What the task requires =>
Reproduce every one of the records below word for word.

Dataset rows
○ ○ ○ ○
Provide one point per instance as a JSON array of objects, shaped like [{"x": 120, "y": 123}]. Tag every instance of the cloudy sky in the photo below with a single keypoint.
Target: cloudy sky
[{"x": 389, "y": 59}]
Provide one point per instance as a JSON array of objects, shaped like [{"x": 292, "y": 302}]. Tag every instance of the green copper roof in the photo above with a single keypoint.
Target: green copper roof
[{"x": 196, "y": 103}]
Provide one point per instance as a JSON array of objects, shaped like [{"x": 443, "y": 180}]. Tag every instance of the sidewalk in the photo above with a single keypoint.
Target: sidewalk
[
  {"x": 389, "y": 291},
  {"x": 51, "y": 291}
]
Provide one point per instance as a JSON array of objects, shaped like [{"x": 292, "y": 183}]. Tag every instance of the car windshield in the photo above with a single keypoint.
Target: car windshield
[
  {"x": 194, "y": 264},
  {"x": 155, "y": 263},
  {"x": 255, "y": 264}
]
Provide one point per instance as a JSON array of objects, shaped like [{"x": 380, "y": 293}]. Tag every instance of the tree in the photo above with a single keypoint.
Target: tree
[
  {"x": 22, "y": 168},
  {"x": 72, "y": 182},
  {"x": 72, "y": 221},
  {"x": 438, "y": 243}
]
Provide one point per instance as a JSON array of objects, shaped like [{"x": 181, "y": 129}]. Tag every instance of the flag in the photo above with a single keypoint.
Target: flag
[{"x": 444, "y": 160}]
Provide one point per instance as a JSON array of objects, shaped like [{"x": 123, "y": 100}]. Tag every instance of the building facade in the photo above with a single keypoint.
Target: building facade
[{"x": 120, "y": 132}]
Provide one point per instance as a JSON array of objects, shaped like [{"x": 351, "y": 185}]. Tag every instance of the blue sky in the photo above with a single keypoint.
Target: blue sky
○ ○ ○ ○
Solution for this task =>
Provide one point per instance as a JSON array of objects, shaped like [{"x": 120, "y": 123}]. Tag every instance of the cloudy sky in the photo below with a single keypoint.
Target: cloudy sky
[{"x": 389, "y": 59}]
Provide one point per instance as a JSON array of objects, shaped like [{"x": 292, "y": 302}]. Tag every instance of the green copper roof in the photo above with a single keypoint.
Target: green copper roof
[{"x": 196, "y": 103}]
Provide one point per instance as a JSON array of objects, shaped like [{"x": 443, "y": 180}]. Tag every instance of the sidewalk in the photo above with a single keypoint.
Target: sidewalk
[
  {"x": 389, "y": 291},
  {"x": 51, "y": 291}
]
Provide one point per instance as a JSON array of objects, shaped like [{"x": 292, "y": 183}]. Tag every instance of the car windshield in the photo above with a single keypoint.
Target: car windshield
[
  {"x": 194, "y": 264},
  {"x": 155, "y": 263},
  {"x": 255, "y": 264}
]
Provide one point per instance as a JSON array of objects, shaped like [{"x": 380, "y": 293}]. Tag every instance of the tree in the photo above with a single keypoint.
Target: tree
[
  {"x": 22, "y": 168},
  {"x": 72, "y": 182},
  {"x": 72, "y": 221},
  {"x": 438, "y": 243}
]
Provide one point per instance as a JSON array of objects, shaped like [{"x": 181, "y": 129}]. Tag every instance of the flag in the photo above with a single keypoint.
Target: flag
[{"x": 444, "y": 160}]
Provide one point per instance as a JSON array of objects, shaped like [{"x": 123, "y": 100}]. Tag every instance of the building facade in the photo above with a single keypoint.
Target: building facade
[{"x": 120, "y": 132}]
Provide one point per instance as a JSON array of objects, shaped like [{"x": 351, "y": 185}]. Tag every instance of the blue sky in the photo above with a single keypoint.
Target: blue sky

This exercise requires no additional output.